## TASK DESCRIPTION
The lines from the top of the records below through the one containing "Target: ground" are to be transcribed exactly, and nothing else is to be added.

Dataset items

= Beginning of Section =

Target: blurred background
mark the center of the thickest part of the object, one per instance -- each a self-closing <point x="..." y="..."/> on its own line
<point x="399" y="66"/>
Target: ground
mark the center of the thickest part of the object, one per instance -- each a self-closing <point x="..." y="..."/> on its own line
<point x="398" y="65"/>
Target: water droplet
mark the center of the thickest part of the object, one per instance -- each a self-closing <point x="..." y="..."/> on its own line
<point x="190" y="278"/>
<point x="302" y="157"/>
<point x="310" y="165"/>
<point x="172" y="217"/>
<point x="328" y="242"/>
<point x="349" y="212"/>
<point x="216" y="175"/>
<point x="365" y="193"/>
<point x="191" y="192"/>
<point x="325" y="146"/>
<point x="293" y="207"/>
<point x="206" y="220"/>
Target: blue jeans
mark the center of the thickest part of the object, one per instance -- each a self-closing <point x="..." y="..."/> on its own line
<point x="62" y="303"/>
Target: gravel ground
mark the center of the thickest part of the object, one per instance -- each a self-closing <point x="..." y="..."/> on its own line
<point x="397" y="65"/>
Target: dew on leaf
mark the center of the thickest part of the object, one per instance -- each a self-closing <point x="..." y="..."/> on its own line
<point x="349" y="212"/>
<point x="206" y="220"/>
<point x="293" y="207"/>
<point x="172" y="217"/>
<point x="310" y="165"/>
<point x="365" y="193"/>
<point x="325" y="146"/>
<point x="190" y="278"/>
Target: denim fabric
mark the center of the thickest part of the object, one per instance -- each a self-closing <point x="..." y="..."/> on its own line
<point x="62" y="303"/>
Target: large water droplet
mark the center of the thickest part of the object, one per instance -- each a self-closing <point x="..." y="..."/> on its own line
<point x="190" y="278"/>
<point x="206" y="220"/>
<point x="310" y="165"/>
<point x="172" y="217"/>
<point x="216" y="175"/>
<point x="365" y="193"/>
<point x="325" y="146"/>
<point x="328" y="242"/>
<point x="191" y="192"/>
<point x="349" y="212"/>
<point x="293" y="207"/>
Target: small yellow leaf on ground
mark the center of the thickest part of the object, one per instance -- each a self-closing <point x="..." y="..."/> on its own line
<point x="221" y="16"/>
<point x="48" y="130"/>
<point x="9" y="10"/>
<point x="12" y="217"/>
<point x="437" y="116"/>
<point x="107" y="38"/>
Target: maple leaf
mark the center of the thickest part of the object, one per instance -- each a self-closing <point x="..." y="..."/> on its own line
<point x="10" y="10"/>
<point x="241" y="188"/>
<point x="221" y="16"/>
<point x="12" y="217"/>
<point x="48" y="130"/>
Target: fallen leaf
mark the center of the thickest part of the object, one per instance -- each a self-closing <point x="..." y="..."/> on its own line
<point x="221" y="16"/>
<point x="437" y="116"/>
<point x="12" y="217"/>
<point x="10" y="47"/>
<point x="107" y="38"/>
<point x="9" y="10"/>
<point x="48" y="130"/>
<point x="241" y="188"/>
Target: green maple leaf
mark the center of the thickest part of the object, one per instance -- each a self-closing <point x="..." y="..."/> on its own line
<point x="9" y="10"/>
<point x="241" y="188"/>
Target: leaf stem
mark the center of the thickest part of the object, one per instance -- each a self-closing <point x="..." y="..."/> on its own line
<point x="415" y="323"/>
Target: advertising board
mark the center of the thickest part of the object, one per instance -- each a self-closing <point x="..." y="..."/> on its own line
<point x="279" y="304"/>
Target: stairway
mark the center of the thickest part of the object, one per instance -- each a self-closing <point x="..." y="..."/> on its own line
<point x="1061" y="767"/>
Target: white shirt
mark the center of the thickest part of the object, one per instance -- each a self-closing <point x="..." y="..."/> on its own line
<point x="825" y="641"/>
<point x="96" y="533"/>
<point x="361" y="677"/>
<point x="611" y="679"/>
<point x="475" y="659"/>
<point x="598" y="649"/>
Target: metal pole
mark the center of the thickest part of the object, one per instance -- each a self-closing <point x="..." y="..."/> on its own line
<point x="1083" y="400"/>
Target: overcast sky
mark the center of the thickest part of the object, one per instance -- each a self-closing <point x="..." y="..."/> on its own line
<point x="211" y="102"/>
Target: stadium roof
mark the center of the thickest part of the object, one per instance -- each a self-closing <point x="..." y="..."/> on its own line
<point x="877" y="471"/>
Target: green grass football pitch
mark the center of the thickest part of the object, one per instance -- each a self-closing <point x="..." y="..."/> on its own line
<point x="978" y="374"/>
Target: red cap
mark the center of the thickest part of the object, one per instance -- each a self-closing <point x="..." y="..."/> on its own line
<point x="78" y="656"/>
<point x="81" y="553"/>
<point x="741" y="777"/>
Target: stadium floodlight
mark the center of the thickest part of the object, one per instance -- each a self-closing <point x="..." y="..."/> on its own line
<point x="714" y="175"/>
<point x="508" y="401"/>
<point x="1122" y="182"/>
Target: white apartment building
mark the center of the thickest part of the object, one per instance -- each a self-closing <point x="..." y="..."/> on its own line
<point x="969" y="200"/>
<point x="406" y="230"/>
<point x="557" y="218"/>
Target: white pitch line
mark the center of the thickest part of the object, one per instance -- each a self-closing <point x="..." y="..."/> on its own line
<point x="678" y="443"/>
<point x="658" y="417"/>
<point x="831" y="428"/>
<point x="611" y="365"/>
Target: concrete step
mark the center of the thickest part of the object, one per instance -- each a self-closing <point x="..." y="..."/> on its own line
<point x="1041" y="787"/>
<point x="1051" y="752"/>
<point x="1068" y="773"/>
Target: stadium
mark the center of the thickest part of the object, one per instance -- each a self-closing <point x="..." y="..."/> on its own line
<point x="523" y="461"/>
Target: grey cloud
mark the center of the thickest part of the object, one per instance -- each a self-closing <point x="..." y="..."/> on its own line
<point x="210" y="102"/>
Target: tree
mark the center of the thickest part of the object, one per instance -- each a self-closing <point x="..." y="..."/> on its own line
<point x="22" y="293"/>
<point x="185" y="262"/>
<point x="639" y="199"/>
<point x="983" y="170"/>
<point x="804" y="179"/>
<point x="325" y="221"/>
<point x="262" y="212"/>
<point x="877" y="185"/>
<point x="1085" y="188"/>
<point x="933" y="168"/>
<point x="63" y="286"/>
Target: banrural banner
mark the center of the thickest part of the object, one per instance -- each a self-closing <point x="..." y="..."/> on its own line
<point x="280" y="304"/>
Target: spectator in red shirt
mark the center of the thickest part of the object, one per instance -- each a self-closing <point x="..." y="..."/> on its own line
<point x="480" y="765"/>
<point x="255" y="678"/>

= End of Section =

## SOLUTION TO THIS PROBLEM
Target: blurred background
mark the center of the thickest part of the object, one per instance -- each a self-closing <point x="..." y="..."/> on its own line
<point x="399" y="66"/>
Target: ground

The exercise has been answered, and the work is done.